Dataset items
============

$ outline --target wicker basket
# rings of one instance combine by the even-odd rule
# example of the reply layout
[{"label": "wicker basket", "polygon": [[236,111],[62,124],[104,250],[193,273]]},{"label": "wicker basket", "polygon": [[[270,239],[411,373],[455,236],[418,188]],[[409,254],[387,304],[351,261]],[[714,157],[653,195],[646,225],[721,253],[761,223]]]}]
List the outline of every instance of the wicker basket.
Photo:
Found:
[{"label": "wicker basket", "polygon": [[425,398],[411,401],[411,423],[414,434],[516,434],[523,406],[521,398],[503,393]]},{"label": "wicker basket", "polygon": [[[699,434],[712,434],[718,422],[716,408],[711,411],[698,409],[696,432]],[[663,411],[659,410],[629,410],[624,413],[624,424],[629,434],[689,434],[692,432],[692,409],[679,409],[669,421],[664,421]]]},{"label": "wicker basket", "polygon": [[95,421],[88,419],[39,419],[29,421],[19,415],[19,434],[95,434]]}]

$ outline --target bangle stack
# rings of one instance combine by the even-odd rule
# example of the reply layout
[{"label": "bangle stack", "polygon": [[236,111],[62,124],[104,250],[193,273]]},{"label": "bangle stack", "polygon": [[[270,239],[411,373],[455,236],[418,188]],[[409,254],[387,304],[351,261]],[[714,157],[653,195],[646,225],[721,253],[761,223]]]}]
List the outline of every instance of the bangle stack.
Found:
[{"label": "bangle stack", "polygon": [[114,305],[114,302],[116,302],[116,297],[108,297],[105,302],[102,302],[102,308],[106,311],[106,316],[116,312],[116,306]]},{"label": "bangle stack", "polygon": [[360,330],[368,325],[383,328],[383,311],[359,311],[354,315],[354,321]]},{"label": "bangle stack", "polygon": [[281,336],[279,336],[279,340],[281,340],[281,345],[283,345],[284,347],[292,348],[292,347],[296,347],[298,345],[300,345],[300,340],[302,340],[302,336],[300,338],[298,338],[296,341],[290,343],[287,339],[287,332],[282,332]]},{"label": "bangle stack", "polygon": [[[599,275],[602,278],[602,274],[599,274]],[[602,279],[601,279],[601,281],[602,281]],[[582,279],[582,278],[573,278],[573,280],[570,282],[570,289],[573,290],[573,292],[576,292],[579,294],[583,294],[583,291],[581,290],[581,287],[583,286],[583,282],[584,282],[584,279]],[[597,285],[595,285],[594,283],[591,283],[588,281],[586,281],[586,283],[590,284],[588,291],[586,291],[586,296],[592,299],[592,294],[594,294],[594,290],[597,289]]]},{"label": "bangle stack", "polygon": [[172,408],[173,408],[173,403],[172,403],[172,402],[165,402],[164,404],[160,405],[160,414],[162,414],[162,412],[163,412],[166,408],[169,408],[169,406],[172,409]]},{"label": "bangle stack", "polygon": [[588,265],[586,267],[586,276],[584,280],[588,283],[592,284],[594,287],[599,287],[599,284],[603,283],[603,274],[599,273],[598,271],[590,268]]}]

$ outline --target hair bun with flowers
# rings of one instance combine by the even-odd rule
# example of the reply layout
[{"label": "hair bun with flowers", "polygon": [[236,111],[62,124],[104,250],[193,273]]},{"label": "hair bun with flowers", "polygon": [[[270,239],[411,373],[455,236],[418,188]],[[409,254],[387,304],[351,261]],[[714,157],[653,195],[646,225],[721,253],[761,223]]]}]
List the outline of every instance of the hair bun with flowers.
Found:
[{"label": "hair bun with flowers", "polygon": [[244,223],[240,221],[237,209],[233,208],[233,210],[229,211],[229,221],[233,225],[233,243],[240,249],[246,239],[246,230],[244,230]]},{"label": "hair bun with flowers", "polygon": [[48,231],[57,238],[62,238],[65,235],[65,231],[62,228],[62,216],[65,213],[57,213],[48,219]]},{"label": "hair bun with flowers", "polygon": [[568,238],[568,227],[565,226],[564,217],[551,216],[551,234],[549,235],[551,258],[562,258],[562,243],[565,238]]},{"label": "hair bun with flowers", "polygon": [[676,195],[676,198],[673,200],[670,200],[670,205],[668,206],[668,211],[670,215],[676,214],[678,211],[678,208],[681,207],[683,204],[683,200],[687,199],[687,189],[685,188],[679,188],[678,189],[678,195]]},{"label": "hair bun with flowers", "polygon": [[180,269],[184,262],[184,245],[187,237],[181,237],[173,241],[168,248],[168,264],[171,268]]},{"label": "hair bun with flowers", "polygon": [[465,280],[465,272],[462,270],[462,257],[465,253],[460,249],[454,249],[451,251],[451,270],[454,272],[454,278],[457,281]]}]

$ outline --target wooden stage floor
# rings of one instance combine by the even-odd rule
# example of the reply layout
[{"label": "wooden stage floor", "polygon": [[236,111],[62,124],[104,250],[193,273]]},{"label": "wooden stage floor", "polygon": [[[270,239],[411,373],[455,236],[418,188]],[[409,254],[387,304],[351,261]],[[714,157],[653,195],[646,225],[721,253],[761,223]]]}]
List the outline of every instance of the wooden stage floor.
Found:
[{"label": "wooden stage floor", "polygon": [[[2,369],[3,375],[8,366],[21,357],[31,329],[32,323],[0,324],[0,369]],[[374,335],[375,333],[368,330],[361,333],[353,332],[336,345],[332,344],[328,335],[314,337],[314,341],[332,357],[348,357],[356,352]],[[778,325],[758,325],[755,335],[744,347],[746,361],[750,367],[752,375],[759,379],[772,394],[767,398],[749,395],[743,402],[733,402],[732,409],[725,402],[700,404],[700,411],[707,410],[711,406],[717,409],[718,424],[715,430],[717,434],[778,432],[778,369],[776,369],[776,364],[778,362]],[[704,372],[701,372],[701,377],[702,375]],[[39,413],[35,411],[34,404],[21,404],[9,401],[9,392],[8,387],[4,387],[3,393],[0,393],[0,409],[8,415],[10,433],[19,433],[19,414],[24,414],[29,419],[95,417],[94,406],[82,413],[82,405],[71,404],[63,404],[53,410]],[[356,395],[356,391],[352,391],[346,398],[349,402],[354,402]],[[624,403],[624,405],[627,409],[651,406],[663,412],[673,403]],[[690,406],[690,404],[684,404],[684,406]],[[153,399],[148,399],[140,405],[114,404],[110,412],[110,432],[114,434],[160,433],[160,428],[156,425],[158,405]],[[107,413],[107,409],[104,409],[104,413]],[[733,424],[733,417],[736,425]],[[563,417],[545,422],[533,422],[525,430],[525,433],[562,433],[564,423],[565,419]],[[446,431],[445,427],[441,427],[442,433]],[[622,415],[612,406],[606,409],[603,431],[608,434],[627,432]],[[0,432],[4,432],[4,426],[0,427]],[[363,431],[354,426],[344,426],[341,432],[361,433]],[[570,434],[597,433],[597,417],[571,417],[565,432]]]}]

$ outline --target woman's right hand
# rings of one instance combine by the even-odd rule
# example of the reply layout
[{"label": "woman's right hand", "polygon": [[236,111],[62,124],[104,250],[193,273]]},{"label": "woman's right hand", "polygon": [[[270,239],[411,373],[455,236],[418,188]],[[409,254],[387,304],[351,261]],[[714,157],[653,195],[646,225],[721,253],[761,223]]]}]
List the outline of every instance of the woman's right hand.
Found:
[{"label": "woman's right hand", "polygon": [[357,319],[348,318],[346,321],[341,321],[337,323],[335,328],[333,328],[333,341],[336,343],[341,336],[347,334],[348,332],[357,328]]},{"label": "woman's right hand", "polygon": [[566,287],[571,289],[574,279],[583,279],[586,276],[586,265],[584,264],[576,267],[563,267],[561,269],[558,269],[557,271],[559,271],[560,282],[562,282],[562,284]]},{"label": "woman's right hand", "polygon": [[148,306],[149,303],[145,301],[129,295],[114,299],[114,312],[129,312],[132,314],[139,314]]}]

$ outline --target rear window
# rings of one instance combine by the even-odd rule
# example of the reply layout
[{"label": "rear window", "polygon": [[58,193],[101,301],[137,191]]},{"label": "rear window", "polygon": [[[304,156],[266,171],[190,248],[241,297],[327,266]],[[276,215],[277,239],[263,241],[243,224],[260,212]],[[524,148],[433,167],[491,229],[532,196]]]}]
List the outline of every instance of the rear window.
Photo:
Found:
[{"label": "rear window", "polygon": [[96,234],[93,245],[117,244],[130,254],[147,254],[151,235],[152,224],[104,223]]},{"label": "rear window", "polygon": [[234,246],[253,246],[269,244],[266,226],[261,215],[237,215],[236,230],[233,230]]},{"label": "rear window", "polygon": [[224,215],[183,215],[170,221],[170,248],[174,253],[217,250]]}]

============

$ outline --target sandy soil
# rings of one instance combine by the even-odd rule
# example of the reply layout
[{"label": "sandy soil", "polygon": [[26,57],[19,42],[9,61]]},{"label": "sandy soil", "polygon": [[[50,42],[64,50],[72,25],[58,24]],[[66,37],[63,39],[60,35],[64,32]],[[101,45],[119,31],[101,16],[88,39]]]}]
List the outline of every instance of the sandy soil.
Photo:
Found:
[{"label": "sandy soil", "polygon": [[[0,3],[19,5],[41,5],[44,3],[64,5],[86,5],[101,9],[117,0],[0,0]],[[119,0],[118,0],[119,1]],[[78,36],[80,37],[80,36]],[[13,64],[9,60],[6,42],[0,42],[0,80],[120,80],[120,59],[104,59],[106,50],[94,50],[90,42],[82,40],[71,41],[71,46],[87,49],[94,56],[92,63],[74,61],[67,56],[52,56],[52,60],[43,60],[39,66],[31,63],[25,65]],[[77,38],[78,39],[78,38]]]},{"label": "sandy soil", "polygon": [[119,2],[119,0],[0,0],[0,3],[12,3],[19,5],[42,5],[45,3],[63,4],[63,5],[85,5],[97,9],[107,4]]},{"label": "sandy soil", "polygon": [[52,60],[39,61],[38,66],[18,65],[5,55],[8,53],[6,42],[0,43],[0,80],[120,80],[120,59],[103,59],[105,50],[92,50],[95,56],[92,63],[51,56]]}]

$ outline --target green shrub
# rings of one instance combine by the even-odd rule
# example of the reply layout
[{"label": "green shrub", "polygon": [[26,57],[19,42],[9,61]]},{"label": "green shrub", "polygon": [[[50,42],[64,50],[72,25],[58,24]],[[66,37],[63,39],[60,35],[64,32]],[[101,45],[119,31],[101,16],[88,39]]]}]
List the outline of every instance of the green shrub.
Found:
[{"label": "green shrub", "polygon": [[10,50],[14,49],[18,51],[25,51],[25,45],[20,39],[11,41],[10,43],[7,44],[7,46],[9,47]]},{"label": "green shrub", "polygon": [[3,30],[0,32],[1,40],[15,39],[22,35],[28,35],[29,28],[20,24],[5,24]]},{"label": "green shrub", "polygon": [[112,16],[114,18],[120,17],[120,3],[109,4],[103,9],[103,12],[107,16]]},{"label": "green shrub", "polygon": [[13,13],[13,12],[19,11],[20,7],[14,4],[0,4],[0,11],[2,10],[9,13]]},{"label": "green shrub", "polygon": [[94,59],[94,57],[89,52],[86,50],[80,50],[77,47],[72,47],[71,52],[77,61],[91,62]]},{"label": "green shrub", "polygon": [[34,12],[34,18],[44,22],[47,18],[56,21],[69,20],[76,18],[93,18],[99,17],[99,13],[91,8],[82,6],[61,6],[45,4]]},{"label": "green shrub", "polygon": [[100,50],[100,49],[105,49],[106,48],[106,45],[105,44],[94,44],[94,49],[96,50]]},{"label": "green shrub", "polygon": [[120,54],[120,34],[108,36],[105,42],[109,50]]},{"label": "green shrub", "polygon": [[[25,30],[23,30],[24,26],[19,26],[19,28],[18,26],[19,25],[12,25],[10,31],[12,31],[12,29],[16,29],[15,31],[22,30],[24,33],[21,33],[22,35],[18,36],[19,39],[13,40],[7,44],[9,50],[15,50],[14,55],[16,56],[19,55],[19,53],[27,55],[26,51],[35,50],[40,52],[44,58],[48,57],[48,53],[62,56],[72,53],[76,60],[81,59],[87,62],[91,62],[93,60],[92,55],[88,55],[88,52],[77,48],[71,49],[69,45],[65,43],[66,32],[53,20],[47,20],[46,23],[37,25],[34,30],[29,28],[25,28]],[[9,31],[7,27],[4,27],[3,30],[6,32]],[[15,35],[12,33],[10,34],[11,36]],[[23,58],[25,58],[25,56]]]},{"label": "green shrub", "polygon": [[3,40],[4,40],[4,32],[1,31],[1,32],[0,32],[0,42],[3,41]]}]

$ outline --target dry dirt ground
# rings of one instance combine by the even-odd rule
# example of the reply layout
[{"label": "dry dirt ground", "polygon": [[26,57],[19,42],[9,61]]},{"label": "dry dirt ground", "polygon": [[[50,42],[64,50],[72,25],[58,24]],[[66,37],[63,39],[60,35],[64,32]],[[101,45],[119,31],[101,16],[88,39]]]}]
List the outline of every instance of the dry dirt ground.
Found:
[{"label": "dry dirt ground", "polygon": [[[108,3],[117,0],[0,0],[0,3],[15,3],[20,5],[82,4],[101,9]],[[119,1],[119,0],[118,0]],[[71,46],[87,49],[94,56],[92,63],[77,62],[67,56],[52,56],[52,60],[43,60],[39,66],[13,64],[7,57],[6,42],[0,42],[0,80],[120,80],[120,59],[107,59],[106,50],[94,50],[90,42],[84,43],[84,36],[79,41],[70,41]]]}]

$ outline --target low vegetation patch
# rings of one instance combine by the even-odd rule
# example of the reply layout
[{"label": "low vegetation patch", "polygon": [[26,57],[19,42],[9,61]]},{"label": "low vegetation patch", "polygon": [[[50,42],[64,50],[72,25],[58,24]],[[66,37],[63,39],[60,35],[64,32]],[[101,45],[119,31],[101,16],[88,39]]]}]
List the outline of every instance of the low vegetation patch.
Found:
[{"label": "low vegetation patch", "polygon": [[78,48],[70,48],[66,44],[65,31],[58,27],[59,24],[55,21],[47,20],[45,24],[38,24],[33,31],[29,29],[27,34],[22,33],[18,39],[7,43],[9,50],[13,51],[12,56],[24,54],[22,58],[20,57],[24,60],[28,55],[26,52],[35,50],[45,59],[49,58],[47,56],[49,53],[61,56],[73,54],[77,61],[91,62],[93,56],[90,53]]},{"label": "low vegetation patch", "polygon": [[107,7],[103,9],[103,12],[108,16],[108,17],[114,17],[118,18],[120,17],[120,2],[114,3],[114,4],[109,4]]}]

============

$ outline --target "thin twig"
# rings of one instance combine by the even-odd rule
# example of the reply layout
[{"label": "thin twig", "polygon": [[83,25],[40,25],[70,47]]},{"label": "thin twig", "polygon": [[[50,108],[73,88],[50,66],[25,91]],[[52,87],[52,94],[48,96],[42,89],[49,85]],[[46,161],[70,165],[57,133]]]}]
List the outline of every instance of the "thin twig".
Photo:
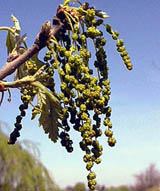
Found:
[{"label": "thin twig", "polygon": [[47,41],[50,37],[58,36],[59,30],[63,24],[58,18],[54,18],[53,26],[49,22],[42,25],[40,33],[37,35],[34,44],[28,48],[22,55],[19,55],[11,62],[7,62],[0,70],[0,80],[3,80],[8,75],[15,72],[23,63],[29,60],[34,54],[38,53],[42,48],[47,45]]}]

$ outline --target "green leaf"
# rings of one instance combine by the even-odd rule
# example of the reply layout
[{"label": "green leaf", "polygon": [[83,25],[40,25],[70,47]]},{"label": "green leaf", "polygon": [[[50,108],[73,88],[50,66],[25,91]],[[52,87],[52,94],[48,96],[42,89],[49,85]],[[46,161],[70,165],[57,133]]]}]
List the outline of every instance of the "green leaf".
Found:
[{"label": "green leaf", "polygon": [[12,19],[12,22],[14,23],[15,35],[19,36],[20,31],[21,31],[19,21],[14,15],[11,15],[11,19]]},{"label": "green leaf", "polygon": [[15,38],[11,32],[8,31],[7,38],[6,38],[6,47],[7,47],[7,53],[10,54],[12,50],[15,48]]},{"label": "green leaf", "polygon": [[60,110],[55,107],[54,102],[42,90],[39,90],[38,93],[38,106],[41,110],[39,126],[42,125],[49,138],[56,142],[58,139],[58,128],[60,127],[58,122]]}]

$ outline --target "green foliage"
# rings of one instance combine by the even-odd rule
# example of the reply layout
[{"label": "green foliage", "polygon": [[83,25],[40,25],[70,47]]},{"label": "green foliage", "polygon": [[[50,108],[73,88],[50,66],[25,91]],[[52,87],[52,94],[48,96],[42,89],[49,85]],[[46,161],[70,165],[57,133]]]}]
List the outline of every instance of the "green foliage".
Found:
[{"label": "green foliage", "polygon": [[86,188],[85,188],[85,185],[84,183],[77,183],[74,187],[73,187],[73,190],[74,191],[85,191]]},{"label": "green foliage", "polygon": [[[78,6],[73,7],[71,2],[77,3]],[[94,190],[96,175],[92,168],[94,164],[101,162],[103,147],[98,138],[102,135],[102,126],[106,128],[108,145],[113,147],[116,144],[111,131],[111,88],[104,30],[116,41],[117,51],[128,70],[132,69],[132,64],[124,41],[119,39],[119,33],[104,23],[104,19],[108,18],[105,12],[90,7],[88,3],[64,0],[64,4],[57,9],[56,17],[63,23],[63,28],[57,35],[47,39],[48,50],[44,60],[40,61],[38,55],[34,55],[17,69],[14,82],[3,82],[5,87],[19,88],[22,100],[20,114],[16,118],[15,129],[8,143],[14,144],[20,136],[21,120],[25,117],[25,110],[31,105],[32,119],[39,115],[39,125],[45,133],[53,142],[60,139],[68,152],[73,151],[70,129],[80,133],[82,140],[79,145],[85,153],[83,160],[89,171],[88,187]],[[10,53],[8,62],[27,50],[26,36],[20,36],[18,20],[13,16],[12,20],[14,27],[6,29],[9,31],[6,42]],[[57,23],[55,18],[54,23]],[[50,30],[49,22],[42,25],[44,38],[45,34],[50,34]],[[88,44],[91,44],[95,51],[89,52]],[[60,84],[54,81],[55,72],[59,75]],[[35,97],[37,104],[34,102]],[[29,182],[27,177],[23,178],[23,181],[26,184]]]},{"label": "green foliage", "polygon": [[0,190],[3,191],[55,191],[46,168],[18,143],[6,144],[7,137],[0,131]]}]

============

YOUR TASK: Please report every line of the rows above that contains the string "stage". Case counts.

THE COMPLETED TASK:
$ outline --target wooden stage floor
[{"label": "wooden stage floor", "polygon": [[236,111],[62,124],[104,250],[193,273]]},{"label": "wooden stage floor", "polygon": [[[270,239],[411,373],[455,236],[418,188]],[[409,254],[387,304],[351,261]],[[714,157],[653,195],[646,225],[721,253],[761,223]]]}]
List the outline of every instance of the wooden stage floor.
[{"label": "wooden stage floor", "polygon": [[[2,369],[3,375],[8,366],[21,357],[31,329],[32,323],[0,324],[0,369]],[[374,335],[375,333],[368,330],[361,333],[353,332],[336,345],[332,344],[328,335],[314,337],[314,341],[332,357],[348,357],[356,352]],[[778,325],[758,325],[755,335],[744,347],[746,361],[750,367],[752,375],[759,379],[772,394],[767,398],[749,395],[743,402],[733,402],[732,409],[725,402],[700,404],[700,411],[707,410],[711,406],[717,409],[718,424],[715,430],[717,434],[778,432],[778,369],[776,369],[776,364],[778,362]],[[704,372],[701,372],[701,377],[702,375]],[[39,413],[35,411],[34,404],[21,404],[9,401],[9,392],[8,387],[4,387],[3,393],[0,393],[0,409],[8,415],[10,433],[19,433],[19,414],[24,414],[29,419],[95,417],[94,406],[82,413],[82,405],[71,404],[63,404],[53,410]],[[356,395],[356,391],[352,391],[346,398],[349,402],[354,402]],[[624,403],[624,405],[627,409],[651,406],[663,412],[673,403]],[[690,406],[690,404],[684,404],[684,406]],[[153,399],[148,399],[140,405],[114,404],[110,412],[110,432],[114,434],[160,433],[160,428],[156,425],[158,405]],[[107,413],[107,409],[104,409],[104,413]],[[733,424],[733,417],[736,425]],[[563,417],[545,422],[533,422],[525,430],[525,433],[562,433],[564,423],[565,419]],[[446,431],[445,427],[441,427],[442,433]],[[622,415],[612,406],[606,409],[603,431],[608,434],[627,432]],[[0,432],[4,432],[4,426],[0,427]],[[363,431],[354,426],[344,426],[341,432],[361,433]],[[570,434],[597,433],[597,417],[571,417],[565,432]]]}]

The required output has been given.